§ Data listing:

==========

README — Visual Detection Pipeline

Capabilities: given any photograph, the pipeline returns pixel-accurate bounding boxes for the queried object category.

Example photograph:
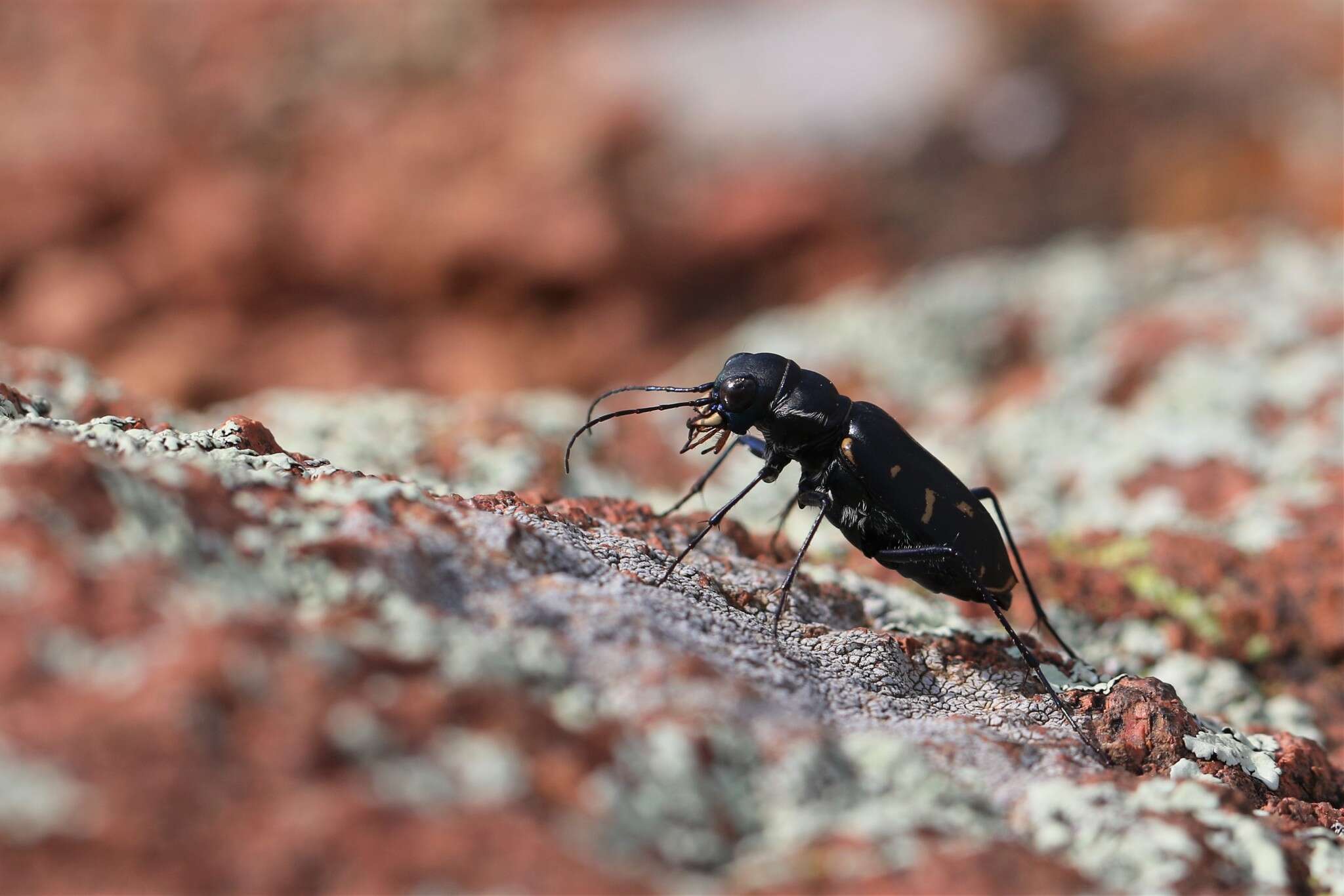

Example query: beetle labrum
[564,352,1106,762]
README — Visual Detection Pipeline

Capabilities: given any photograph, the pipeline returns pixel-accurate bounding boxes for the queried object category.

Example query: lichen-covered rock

==========

§ What is required: Rewrite all of the items above in full, keeping the requests. Multiply every bounding box coordinate in the answers by 1.2 and round each result to a whole number, with halves rounded up. Leave the pictures out.

§ Result of the task:
README — Visual Detection Pipeline

Capabilities: given any photograph, the pipeline returns pixel-accurate bounding boxes for the queried object category.

Example photograph:

Example query: beetle labrum
[677,422,1327,914]
README — Visual Detection Pipeline

Capabilities: given any photograph, the pipeline returns pixel-accurate bounding boxes for the queried object category.

Example query: lichen-covered rock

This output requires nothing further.